Extract provided:
And it doesn’t stop here; today’s crisis has been centered on the credit bubble largely as a function of the US financial sector. What hasn’t been spoken about is the risks of the Baby Boomer or Entitlement Spending Crisis from which David M. Walker, former U.S. Comptroller General, tagged as “super subprime crisis” as even more deadlier than the crisis we face today. (We earlier spoke about this in Tale of The Tape: The Philippine Peso Versus The US Dollar)

This excerpt (Hat tip: Craig McCarty) from David Walker’s article published at CNN/Fortune (all highlights mine),

``The entitlements due from Social Security and Medicare present us with that frightening abyss. The costs of these current programs, along with other health-care costs, could bankrupt our country. The abyss offers no assets, troubled or otherwise, to help us cross it…

``In fact, the deteriorating financial condition of our federal government in the face of skyrocketing health-care costs and the baby-boom retirement could fairly be described as a super-subprime crisis. It would certainly dwarf what we're seeing now.

``The U.S. Government Accountability Office (GAO), noting that the federal balance sheet does not reflect the government's huge unfunded promises in our nation's social-insurance programs, estimated last year that the unfunded obligations for Medicare and Social Security alone totaled almost $41 trillion. That sum, equivalent to $352,000 per U.S. household, is the present-value shortfall between the growing cost of entitlements and the dedicated revenues intended to pay for them over the next 75 years.



Figure 2: GAO: David Walker Fiscal Wake Up Tour in 2006

``Today we are headed toward debt levels that far exceed the all-time record as a percentage of our economy. In fact, by 2040 we are projected to see debt as a percentage of our economy that is double the record set at the end of World War II. Based on GAO data, balancing the budget in 2040 could require us to cut federal spending by 60% or raise overall federal tax burdens to twice today's levels.

``Medicare, Medicaid, and Social Security already account for more than 40% of the total federal budget. And their portion of the budget is expected to grow so fast that their cost, and the cost of servicing our debt, will soon crowd out vital programs, including research and development, critical infrastructure, education, and even national defense.

``The crisis we face is one of numbers and demographics but also of attitudes. Promises were made in an earlier time, when they seemed more affordable. Like homeowners borrowing against the value of their homes in the expectation that the values would go up forever, the American government borrowed against the future and assumed that the economy would grow fast enough to make that debt affordable.

``But our national debt is not limitless, and our foreign lenders are not fools. If we persist on our current "do nothing" path, our future will be jeopardized. Americans need to reconcile the government we want with the taxes we're willing to pay for it.

Mr. Walker’s concern is that unfunded entitlement liabilities will continually mount and take up a significant share of the expenditures relative to the GDP, which can’t be afforded by the US over the coming years. Compound this with the bills from the present programs to bailout the US economy.

Much of the incumbent and aspiring US politicians have had little to say on these matters.

Yet any resolution to this predicament will require vastly unpopular and stringent political decisions. Think of it, rising taxes in general and or cutting retirement benefits or a combination of both will be politically acceptable? Will the next president turn against his supporter to implement the much needed reform?

(Natural-language object grounding data)
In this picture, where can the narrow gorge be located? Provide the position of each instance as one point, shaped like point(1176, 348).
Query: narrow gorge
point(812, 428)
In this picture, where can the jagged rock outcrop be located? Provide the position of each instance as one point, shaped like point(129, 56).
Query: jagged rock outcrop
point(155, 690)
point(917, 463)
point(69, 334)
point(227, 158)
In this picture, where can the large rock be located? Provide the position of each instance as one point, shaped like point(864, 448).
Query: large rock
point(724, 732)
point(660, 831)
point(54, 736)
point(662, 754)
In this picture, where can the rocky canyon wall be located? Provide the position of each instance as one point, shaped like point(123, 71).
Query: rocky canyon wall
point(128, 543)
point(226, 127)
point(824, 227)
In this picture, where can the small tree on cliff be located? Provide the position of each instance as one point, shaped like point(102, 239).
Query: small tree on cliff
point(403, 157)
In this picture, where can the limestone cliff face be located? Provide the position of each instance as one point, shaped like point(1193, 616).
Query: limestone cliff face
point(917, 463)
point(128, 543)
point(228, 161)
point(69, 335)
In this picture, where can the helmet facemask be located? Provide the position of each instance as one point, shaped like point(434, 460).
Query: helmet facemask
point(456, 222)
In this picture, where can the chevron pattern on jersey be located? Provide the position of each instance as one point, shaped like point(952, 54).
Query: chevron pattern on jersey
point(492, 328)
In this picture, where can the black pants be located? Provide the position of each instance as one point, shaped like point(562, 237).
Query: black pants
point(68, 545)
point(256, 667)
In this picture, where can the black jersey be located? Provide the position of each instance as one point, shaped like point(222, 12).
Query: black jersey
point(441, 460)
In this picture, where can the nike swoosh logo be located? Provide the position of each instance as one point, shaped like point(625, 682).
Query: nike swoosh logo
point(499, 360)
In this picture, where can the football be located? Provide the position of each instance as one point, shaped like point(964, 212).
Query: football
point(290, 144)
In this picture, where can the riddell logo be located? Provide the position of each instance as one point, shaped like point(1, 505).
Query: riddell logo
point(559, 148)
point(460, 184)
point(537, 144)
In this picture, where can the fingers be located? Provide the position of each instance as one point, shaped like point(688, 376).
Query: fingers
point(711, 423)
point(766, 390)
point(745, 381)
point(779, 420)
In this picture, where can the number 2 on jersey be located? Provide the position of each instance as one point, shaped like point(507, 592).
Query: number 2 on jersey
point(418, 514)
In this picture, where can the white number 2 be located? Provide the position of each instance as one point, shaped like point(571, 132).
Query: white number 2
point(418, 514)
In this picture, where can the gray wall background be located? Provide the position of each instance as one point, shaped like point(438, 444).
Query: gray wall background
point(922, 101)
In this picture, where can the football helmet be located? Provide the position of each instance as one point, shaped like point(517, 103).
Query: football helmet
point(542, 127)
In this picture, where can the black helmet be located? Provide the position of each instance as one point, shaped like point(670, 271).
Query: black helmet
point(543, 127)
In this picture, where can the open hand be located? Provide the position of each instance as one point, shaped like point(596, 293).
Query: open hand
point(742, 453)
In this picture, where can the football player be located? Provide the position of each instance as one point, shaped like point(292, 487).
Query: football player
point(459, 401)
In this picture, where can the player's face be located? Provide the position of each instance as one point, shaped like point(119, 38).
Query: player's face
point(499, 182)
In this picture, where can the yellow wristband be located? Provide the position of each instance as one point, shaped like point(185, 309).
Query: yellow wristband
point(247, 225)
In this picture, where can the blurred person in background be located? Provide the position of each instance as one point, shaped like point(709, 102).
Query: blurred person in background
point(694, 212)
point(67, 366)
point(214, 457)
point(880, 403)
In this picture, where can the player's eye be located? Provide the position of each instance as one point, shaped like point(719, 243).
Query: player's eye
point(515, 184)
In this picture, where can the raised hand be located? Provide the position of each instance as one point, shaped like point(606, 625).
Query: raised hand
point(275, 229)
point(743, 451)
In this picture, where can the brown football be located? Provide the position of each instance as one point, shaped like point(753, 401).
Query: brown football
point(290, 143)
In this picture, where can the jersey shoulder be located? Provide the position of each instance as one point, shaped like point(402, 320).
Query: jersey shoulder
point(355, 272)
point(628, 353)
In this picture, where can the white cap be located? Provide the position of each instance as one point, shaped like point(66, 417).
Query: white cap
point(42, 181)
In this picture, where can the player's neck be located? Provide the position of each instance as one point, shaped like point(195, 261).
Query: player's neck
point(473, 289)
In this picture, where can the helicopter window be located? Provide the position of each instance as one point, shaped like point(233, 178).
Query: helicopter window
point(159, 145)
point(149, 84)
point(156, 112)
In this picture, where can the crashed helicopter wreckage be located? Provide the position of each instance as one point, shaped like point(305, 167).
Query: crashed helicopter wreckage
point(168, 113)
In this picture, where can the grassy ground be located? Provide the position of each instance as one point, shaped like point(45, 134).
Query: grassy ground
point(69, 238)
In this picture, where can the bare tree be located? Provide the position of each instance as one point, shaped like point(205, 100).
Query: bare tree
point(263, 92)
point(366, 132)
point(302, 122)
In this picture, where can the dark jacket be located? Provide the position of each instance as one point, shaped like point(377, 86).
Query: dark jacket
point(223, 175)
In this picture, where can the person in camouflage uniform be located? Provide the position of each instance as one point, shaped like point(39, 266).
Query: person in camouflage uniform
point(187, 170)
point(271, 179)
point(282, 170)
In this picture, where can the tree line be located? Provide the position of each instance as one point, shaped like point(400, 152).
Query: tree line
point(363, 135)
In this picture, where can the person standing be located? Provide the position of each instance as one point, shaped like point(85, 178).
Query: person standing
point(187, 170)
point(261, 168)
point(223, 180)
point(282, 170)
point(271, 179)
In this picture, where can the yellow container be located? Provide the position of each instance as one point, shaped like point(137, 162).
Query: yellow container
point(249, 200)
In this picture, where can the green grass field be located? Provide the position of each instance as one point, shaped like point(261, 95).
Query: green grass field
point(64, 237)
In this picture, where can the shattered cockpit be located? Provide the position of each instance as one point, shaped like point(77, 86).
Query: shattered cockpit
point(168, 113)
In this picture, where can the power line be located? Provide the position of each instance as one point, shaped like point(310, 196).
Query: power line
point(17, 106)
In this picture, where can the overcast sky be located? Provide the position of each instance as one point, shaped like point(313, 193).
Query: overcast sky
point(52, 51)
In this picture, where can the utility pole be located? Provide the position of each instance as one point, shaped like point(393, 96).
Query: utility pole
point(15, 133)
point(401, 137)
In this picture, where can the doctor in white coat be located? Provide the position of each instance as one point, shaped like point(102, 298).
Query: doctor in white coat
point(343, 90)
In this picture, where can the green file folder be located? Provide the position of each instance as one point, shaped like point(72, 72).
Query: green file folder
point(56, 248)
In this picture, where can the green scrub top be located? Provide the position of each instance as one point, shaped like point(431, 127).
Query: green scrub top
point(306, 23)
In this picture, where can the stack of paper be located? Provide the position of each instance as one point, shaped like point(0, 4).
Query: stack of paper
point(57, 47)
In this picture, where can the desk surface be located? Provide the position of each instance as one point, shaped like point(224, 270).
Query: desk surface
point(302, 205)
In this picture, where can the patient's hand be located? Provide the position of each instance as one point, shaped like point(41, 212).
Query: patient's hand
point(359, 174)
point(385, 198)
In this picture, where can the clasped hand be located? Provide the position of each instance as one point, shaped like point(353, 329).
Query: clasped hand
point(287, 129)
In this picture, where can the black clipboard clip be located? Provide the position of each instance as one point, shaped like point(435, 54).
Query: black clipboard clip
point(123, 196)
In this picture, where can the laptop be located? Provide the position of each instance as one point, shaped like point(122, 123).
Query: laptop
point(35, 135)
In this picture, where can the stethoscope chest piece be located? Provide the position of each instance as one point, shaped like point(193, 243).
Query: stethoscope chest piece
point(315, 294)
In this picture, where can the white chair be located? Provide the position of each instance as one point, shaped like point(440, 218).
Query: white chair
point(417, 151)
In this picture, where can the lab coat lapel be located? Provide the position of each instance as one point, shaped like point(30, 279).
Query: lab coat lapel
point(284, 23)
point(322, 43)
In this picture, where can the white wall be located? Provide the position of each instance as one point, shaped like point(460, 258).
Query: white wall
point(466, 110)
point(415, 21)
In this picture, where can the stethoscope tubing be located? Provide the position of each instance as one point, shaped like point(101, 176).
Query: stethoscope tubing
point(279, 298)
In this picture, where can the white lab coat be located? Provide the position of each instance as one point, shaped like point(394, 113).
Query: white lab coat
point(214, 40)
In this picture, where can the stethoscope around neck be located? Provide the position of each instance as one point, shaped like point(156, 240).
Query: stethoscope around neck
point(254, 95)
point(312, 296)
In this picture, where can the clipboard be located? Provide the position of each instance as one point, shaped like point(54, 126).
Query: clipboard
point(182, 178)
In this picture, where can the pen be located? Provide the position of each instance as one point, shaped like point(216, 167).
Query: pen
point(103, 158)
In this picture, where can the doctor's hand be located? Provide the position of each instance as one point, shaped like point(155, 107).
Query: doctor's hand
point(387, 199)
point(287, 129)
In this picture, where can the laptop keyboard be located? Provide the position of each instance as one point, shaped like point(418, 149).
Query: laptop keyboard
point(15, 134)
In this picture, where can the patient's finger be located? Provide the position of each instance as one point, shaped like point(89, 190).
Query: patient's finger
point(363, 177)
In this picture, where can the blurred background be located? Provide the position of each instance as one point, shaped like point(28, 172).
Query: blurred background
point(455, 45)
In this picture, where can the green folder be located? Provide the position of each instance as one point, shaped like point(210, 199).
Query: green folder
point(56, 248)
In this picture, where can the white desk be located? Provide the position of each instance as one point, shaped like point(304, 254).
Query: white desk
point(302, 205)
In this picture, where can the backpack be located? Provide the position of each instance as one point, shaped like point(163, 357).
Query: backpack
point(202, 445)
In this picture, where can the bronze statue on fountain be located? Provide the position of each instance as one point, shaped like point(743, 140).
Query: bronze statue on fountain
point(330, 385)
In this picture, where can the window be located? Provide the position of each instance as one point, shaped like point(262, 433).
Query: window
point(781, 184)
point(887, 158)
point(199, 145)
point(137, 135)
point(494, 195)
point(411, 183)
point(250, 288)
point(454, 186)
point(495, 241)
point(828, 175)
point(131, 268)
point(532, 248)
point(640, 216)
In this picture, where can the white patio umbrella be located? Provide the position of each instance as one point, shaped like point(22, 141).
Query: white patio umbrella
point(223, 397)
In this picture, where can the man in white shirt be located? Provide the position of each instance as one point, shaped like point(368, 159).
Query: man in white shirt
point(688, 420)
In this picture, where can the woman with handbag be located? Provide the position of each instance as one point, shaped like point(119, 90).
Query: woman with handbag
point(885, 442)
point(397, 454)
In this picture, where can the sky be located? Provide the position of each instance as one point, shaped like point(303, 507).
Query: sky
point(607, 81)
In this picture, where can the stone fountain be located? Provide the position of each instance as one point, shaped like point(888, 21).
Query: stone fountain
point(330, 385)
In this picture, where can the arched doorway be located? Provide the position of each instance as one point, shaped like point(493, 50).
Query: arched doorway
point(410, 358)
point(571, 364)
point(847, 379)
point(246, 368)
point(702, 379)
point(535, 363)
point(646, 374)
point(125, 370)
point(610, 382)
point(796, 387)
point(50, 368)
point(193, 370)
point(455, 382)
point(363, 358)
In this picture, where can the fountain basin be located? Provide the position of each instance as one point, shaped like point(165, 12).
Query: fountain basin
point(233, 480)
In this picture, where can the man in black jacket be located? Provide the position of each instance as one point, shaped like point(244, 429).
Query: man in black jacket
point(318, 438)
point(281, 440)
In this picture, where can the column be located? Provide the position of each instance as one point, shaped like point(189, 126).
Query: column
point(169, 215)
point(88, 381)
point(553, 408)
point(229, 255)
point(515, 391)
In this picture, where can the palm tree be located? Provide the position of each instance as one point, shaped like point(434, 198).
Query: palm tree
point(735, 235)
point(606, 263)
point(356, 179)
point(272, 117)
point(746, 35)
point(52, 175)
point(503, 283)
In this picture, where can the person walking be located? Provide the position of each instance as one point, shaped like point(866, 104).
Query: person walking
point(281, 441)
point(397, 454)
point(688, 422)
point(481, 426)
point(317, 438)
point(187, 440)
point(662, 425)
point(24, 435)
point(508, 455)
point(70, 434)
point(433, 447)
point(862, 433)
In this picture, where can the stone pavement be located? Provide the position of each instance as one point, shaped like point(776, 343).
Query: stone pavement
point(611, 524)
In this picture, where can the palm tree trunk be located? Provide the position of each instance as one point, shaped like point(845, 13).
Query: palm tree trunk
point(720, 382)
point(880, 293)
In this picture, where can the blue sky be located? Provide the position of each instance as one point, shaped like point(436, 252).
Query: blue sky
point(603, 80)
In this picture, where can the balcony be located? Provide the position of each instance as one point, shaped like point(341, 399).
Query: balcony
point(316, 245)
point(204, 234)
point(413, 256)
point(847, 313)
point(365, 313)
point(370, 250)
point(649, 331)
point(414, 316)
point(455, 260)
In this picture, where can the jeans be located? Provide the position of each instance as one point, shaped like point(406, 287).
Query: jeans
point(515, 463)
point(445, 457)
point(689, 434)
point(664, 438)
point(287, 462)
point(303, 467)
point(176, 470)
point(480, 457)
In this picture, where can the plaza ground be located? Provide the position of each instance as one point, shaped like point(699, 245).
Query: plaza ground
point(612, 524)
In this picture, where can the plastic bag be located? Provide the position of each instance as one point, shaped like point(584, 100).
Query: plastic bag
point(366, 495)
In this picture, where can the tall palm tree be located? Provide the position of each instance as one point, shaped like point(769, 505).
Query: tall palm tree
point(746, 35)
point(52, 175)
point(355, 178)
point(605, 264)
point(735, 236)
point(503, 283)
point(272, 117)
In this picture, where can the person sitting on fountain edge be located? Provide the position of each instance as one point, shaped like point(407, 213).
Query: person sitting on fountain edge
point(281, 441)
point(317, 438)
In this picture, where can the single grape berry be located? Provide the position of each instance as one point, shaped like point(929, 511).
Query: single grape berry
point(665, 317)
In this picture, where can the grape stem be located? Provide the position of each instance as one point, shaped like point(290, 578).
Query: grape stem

Required action 1: Which vital programs does the entitlement spending commentary say will be crowded out by the cost of Medicare, Medicaid, Social Security and debt service? List all of them.
Required action 2: Print the entitlement spending commentary from "This excerpt (Hat" up to and including "we're seeing now.".
Required action 3: Rewrite the paragraph of the entitlement spending commentary that begins "Today we are headed toward debt levels" as a short list that keeps its main facts.

Your solution 1:
- Research and development
- Critical infrastructure
- Education
- National defense

Your solution 2:
This excerpt (Hat tip: Craig McCarty) from David Walker’s article published at CNN/Fortune (all highlights mine),

``The entitlements due from Social Security and Medicare present us with that frightening abyss. The costs of these current programs, along with other health-care costs, could bankrupt our country. The abyss offers no assets, troubled or otherwise, to help us cross it…

``In fact, the deteriorating financial condition of our federal government in the face of skyrocketing health-care costs and the baby-boom retirement could fairly be described as a super-subprime crisis. It would certainly dwarf what we're seeing now.

Your solution 3:
- U.S. debt is headed toward levels far above the all-time record as a percentage of the economy.
- By 2040, debt as a percentage of the economy is projected to be double the record set at the end of World War II.
- Based on GAO data, balancing the budget in 2040 could require cutting federal spending by 60% or raising overall federal tax burdens to twice today's levels.